> _Problem requirements_:
Rewrite every line of the records with "bounding box" swapped for "rectangle", changing nothing else.

[START OF Dataset entries]

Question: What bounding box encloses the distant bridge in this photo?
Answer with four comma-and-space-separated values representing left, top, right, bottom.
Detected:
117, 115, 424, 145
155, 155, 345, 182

[END OF Dataset entries]

> _The result_:
Question: What rectangle encloses the distant bridge in this photo?
Answer with four comma-and-space-separated values representing left, top, right, bottom.
Detected:
117, 115, 424, 145
155, 155, 345, 182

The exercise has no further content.